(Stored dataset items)
-------

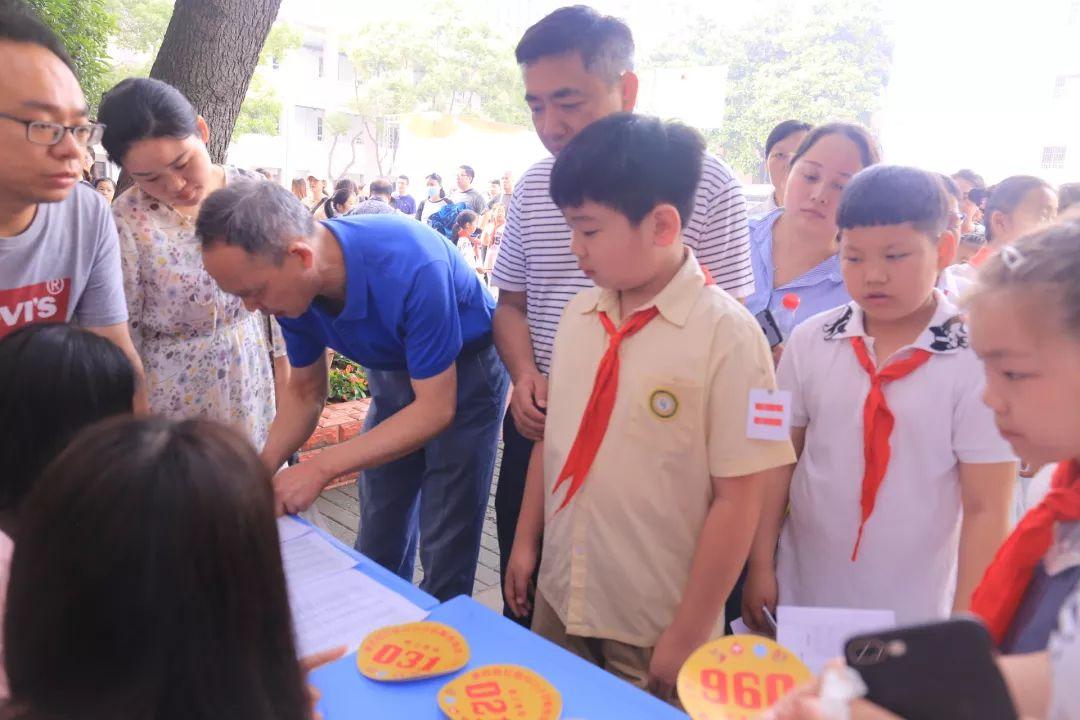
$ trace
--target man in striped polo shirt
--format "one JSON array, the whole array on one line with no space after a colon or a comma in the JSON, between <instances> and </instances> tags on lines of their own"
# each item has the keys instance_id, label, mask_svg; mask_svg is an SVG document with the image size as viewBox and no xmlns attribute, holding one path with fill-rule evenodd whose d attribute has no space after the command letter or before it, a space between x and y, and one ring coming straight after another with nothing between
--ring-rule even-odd
<instances>
[{"instance_id":1,"label":"man in striped polo shirt","mask_svg":"<svg viewBox=\"0 0 1080 720\"><path fill-rule=\"evenodd\" d=\"M514 383L503 423L495 496L502 574L514 542L532 444L543 439L547 373L563 308L592 282L570 252L570 228L551 200L555 157L595 120L629 112L637 101L634 39L621 20L583 5L533 25L518 43L525 101L552 157L533 165L514 190L493 283L499 288L495 343ZM627 178L632 182L632 178ZM686 245L716 283L737 298L754 290L742 188L730 168L706 153ZM528 625L529 618L507 617Z\"/></svg>"}]
</instances>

-------

Exercise objective.
Restate each record from above word for word, excluding any picture it holds.

Output for this exercise.
$ trace
--target man in striped polo shirt
--format "one JSON array, the whole array on one line with no space after a colon or a comma in the JSON, between <instances> and </instances> tags on lines of their own"
# each item has the keys instance_id, label, mask_svg; mask_svg is an SVG document with the image size as viewBox and no xmlns attribute, holding one path with fill-rule evenodd whose d attribute has no space after the command letter or before it, a space between x and y, and one ring coming straight after another with nothing between
--ring-rule even-odd
<instances>
[{"instance_id":1,"label":"man in striped polo shirt","mask_svg":"<svg viewBox=\"0 0 1080 720\"><path fill-rule=\"evenodd\" d=\"M514 383L503 423L495 496L502 574L514 542L532 444L543 439L547 373L563 308L592 282L570 252L570 228L551 200L555 157L595 120L629 112L637 101L634 39L621 20L583 5L533 25L518 43L525 101L552 157L533 165L514 190L493 283L499 288L495 343ZM627 178L632 182L632 178ZM686 245L716 283L737 298L754 290L742 188L730 168L706 153ZM528 625L529 618L507 617Z\"/></svg>"}]
</instances>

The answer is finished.